Could you copy out all the entries below with "annotate" swapped for "mark" and nothing else changed, leaving out the pictures?

(Position annotation records)

-- -- --

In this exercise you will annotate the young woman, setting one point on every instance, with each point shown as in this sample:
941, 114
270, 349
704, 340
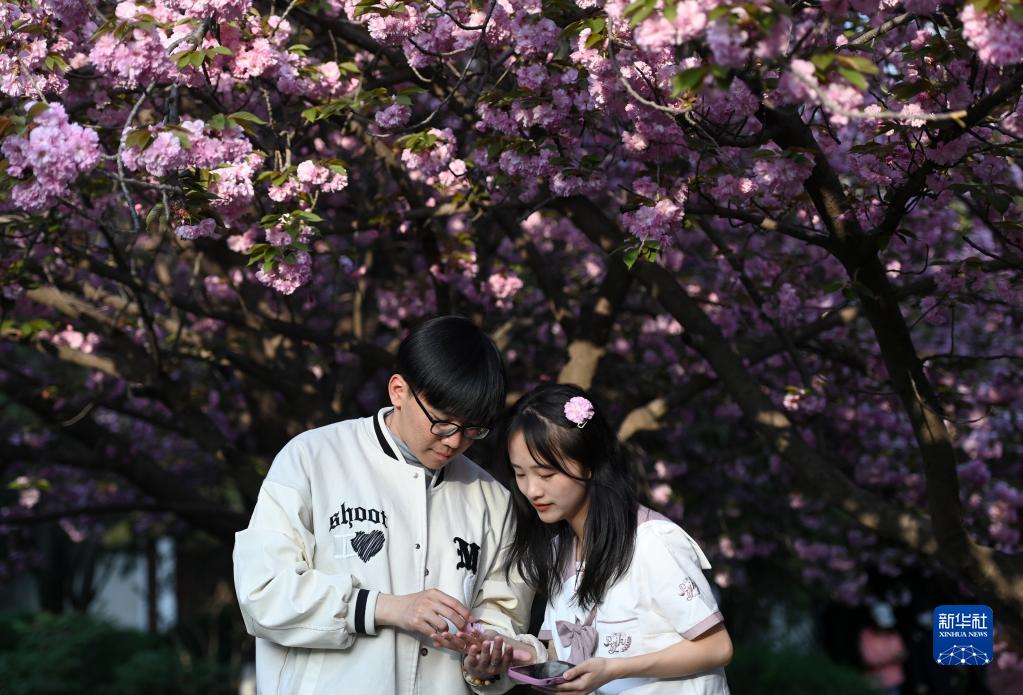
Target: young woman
627, 601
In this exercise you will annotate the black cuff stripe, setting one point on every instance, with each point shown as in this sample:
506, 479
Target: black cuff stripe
360, 611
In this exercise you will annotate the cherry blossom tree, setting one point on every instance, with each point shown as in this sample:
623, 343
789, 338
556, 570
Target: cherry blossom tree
783, 240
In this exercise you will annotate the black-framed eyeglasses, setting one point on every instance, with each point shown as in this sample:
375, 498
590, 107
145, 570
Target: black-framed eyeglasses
442, 428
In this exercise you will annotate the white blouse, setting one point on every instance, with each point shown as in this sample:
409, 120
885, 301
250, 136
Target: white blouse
663, 599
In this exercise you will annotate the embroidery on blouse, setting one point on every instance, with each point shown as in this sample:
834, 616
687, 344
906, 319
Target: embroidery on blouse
617, 643
688, 589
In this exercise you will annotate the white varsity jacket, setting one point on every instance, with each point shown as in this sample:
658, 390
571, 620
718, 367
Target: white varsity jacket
342, 517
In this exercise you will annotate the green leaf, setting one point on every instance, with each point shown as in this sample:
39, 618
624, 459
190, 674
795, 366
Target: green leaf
217, 122
37, 109
823, 60
247, 117
139, 138
181, 58
688, 80
55, 62
631, 255
853, 78
859, 63
153, 215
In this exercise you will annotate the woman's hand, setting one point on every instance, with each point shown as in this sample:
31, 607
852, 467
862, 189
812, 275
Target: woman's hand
586, 677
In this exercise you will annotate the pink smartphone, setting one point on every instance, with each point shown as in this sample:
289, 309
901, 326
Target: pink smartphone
546, 674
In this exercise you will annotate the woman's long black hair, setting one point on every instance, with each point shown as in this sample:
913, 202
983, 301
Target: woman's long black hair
540, 551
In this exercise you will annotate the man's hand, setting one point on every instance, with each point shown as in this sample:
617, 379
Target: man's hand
494, 654
424, 613
586, 677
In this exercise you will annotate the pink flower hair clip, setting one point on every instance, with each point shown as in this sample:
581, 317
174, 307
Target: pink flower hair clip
579, 410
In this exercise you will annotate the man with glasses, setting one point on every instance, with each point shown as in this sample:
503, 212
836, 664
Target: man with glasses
372, 536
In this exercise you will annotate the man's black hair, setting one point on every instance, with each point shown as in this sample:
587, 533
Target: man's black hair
455, 367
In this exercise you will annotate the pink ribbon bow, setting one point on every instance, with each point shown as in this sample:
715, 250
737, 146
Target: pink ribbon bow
581, 639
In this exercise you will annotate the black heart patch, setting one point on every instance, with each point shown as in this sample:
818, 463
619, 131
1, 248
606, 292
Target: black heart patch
367, 545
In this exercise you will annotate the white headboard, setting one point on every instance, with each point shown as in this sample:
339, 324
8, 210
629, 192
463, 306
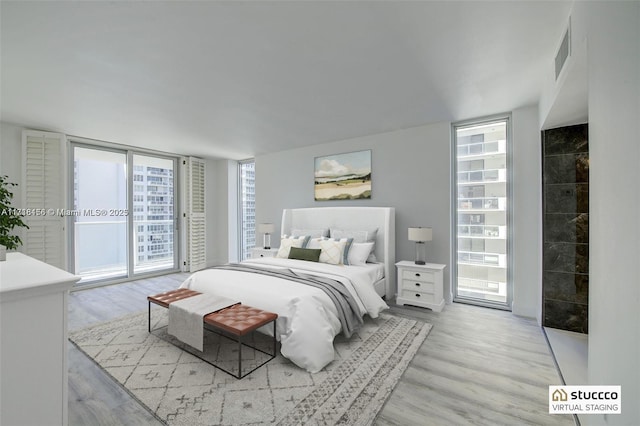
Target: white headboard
355, 218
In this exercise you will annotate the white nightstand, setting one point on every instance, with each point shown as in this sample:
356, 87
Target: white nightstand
420, 285
258, 252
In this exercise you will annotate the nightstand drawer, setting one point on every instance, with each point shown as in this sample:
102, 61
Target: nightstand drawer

-- -- --

Response to the exercise:
In this exercise you will mark the young woman, setting one point on every instance, with each point shown as in this sample:
941, 114
270, 349
704, 340
Target: young woman
627, 601
In this exercise you will mark the black cuff stripe, setting one point on every instance, with each point shown as in this sample:
506, 479
Target: black cuff stripe
360, 611
In this exercise you will mark the cherry blossom tree, setting one point on every instance, with each point shown as in this sample:
623, 343
789, 338
556, 570
Target: cherry blossom tree
783, 240
In this exercise you will mark the black-framed eyeglasses, setting one point on every instance, with each point shown as in this sample:
375, 498
590, 107
145, 570
Target: black-framed eyeglasses
442, 428
In this exercise you will mark the white blouse, setting one point on every instance, with each point shown as in this sample:
409, 120
885, 301
250, 136
Target: white blouse
663, 599
In this exercise you will mark the embroidery on blouse, setting one point on every instance, with each point shown as in this sample:
834, 616
687, 344
906, 319
Target: embroidery on blouse
617, 643
688, 589
In this exercise you will mark the white varsity jacket, setting one point on every instance, with each point shown as in this sample:
658, 390
571, 620
718, 367
Target: white varsity jacket
342, 517
In this exercise you will mark the green leaf, setting one point on every instance, with each point shown as in this sample:
39, 618
624, 459
190, 674
795, 366
Target: green leaf
217, 122
37, 109
823, 60
247, 117
139, 138
181, 58
688, 80
55, 62
631, 255
853, 78
859, 63
153, 215
In this exercise you will mark the woman's hand, setting one point on every instance, with each point shown as in this sample:
31, 607
852, 467
862, 189
812, 275
Target: woman's hand
586, 677
In this exercise you will mark the pink smartphone, setting one point on every instance, with each point shown as in this sample:
289, 309
901, 326
Target: pink smartphone
546, 674
In this exercise you will mark the woman's long black hair, setting one point on every instance, with each point shown as in this sample:
913, 202
983, 301
Target: woman's long black hair
540, 551
In this exercise you will mark the man's hand, setting one point on every instance, with each point shown as in this sample:
617, 379
Target: man's hand
494, 654
424, 613
586, 677
In this exercise you will mark the pink flower hair clip, setting one point on every instance, with each point shown as in this sample:
581, 317
174, 307
Target: pink flower hair clip
579, 410
In this exercise you will mark the man with glasses, setting one point on every instance, with each point shown as in this sample:
503, 212
836, 664
Target: man with glasses
372, 536
In this exercise you will mark the man's black hair, setting one point on every instance, with each point shown as in this sample:
587, 533
Target: man's black hair
455, 367
In this exercise you will mark the pink ribbon bow, setting one point on every instance, with each point shown as in this sample:
715, 250
737, 146
Target: pink ribbon bow
581, 639
In this exercise you will mark the black heart patch, setting one point on every instance, with each point shown as in this sample:
818, 463
619, 131
1, 248
606, 292
Target: black heart patch
367, 545
In this exercise you will mark the white headboard, setting one point on every instance, with each point shown as in this sample:
339, 324
8, 210
629, 192
463, 306
Target: white headboard
355, 218
In this exercise you will mark the white nightstand, setting one point on every instance, with each point shown as in this sample:
356, 87
Target: white nightstand
420, 285
258, 252
In this exercise you will mark the nightstand drawer, setting one point on every instance, with each point shown as in this sample:
102, 61
Target: nightstand drawer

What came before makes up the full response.